__Task__
When you reach the entries below, transcribe each line word for word.

__Provided data__
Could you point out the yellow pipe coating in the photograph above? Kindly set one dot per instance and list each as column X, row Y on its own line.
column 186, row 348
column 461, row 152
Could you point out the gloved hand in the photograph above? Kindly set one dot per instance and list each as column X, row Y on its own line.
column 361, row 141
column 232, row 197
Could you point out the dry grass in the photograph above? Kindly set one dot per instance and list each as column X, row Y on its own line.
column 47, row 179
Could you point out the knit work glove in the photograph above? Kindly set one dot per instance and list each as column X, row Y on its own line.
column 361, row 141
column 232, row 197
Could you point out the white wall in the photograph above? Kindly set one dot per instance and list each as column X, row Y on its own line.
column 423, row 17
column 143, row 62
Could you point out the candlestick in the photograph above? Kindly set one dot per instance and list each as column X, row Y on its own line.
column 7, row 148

__Result below__
Could you point out the yellow pipe coating in the photograph above? Kindly set one dot per instance and list each as column X, row Y on its own line.
column 186, row 348
column 461, row 152
Could you point out the gloved hand in the photograph above? Kindly set one dot per instance and list each as column X, row Y on its own line.
column 361, row 141
column 232, row 197
Could you point out the dry grass in the photograph above? Kindly set one dot per instance and list each as column X, row Y on its own line.
column 47, row 179
Could you point out the knit work glove in the photograph above? Kindly set one dot per instance and list each as column X, row Y on its own line.
column 361, row 141
column 232, row 197
Could you point out the white wall in the photograph above? Kindly set one dot per instance and list each as column X, row Y on its own line.
column 423, row 17
column 143, row 62
Could you point out the candlestick in the photograph above? Kindly set one dot per instance and list each as column X, row Y on its own line.
column 7, row 148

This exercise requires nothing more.